Recorded information:
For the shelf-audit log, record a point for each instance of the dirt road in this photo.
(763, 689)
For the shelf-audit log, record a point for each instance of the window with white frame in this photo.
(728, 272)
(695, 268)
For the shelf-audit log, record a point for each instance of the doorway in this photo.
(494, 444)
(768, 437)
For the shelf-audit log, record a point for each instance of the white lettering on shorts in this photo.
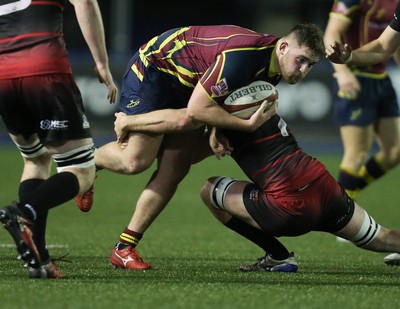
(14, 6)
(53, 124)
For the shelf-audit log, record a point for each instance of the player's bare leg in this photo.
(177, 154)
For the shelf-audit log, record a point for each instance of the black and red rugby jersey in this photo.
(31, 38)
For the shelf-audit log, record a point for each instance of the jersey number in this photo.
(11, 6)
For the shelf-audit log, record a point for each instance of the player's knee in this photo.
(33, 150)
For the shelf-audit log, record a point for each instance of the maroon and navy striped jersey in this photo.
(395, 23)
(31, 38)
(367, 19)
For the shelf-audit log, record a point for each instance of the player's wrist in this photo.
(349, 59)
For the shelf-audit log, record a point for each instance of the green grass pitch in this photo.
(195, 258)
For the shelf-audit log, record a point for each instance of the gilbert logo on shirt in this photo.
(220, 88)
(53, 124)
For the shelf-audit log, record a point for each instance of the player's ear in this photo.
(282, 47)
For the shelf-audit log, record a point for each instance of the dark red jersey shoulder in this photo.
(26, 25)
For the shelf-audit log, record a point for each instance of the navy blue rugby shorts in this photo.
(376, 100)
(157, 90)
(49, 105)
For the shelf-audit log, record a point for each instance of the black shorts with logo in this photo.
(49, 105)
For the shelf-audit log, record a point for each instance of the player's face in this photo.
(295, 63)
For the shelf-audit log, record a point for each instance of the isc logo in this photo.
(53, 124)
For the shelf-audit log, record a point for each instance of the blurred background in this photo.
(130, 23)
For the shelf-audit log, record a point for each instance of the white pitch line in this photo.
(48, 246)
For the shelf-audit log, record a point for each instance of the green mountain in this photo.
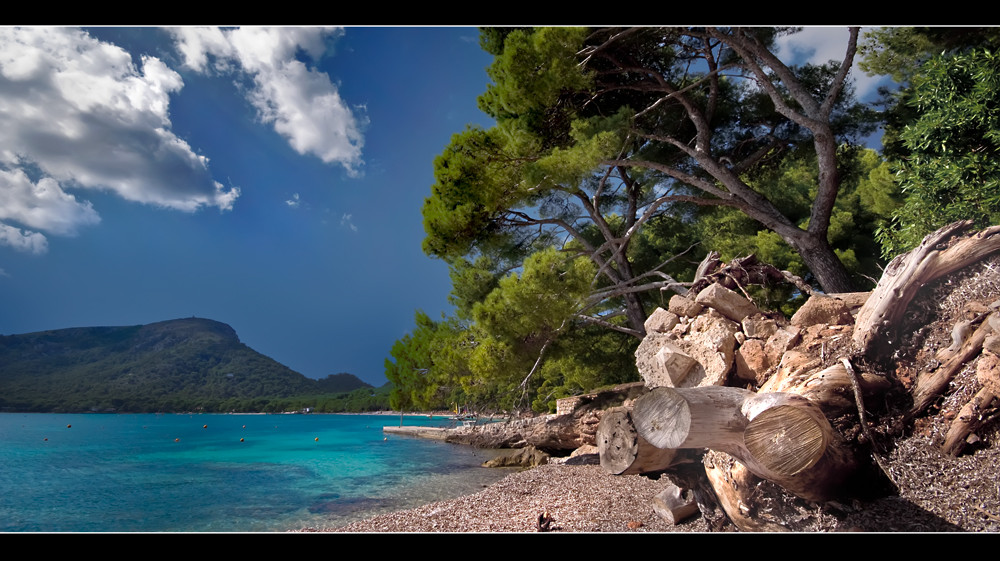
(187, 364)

Work task:
For this exercise, the lines from the one containing "face in this photo." through the last line of the entries above are to be output exactly, both included, and pictures are skipped.

Exercise response:
For the shelf-audit log, record a point for each instance of the player's face in this photo.
(295, 63)
For the shelf-audit log, record a point for each instance of the isc logo in this photo.
(53, 124)
For the shelf-audit log, record a point for each instance of the blurred background in this photo.
(130, 23)
For the shelf-audit log, record a point for each instance of the white pitch line in this photo.
(48, 246)
For the shelf-audit log, record a point for each instance of the green mountain in this photo.
(187, 364)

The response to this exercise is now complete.